- _Task inputs_:
------------------------------------

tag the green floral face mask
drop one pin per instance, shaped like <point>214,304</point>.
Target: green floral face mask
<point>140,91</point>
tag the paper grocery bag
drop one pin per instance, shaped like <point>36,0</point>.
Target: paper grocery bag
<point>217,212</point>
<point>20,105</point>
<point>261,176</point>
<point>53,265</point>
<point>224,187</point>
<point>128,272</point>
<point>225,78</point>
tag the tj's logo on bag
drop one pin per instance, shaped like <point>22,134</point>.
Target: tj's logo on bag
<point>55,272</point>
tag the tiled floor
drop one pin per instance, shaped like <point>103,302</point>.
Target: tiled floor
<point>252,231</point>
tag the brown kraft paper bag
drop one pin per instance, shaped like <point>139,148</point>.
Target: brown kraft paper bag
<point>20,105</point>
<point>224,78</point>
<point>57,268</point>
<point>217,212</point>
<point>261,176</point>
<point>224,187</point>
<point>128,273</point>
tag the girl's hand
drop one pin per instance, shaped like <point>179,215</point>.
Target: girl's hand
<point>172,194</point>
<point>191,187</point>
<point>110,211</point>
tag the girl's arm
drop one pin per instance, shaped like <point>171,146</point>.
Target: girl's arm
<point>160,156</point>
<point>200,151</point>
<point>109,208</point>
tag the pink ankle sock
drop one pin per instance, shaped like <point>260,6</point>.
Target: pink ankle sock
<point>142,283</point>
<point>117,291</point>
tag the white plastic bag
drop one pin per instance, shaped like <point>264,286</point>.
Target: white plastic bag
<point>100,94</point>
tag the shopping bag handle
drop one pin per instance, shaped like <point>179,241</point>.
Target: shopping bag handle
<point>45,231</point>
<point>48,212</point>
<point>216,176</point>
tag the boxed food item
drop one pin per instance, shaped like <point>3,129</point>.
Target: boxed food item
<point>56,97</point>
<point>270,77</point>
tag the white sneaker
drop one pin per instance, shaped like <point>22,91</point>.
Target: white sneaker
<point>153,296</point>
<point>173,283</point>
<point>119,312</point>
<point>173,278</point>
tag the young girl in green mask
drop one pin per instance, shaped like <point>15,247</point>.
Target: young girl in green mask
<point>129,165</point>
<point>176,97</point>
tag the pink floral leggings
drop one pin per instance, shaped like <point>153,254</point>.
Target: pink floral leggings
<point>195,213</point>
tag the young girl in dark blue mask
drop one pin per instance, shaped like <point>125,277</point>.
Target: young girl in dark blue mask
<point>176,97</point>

------------------------------------

- _What you should do_: Please write the listing out again, matching each line exactly.

- _The completed task_:
tag the green floral face mask
drop one pin per instance, shaped like <point>214,304</point>.
Target: green floral face mask
<point>140,91</point>
tag the paper grocery bag
drop one pin per instance, shaped like <point>36,0</point>.
Target: paper grocery bag
<point>217,212</point>
<point>20,105</point>
<point>261,176</point>
<point>53,265</point>
<point>224,187</point>
<point>128,272</point>
<point>225,78</point>
tag the tj's logo on bag
drop one pin per instance, shaped like <point>22,134</point>.
Target: tj's logo on bag
<point>55,272</point>
tag the tiled floor
drop one pin per instance, shaped like <point>103,302</point>.
Target: tiled floor
<point>252,231</point>
tag the brown kraft paper bag
drop one pin per instance, shaped like <point>139,148</point>.
Target: brown kraft paper bag
<point>20,105</point>
<point>224,78</point>
<point>57,268</point>
<point>217,212</point>
<point>261,176</point>
<point>224,187</point>
<point>128,273</point>
tag the girl's hand
drop one pin per instance, shaped like <point>179,215</point>.
Target: girl's hand
<point>172,194</point>
<point>191,187</point>
<point>110,211</point>
tag the girl's arm
drop one pin per instance, shaped like <point>171,146</point>.
Target: girl's arm
<point>160,156</point>
<point>200,151</point>
<point>109,208</point>
tag the pink ankle sock
drop one pin per instance, shaped like <point>260,6</point>.
Target: pink ankle sock
<point>142,283</point>
<point>117,291</point>
tag the white plastic bag
drop one pin per instance, shaped like <point>264,286</point>.
Target: white plastic bag
<point>100,94</point>
tag the shopping bag handle
drop one pin per instance, shaped like <point>179,241</point>.
Target: shopping bag handle
<point>45,231</point>
<point>48,212</point>
<point>216,176</point>
tag the boxed food item
drop one pin per instance, shaped like <point>3,129</point>.
Target: boxed food item
<point>56,97</point>
<point>270,77</point>
tag the white sneaker
drop one pin per instance, shaped like <point>22,91</point>.
Target: white sneaker
<point>153,296</point>
<point>173,283</point>
<point>119,312</point>
<point>173,278</point>
tag the young girl in green mask
drop one pin per instance, shaped like <point>15,247</point>.
Target: young girl in green mask
<point>129,165</point>
<point>176,97</point>
tag the pink floral leggings
drop one pin per instance, shaped like <point>153,254</point>.
Target: pink floral leggings
<point>195,213</point>
tag the young girl in dark blue mask
drop one pin per instance, shaped like <point>125,277</point>.
Target: young girl in dark blue mask
<point>176,97</point>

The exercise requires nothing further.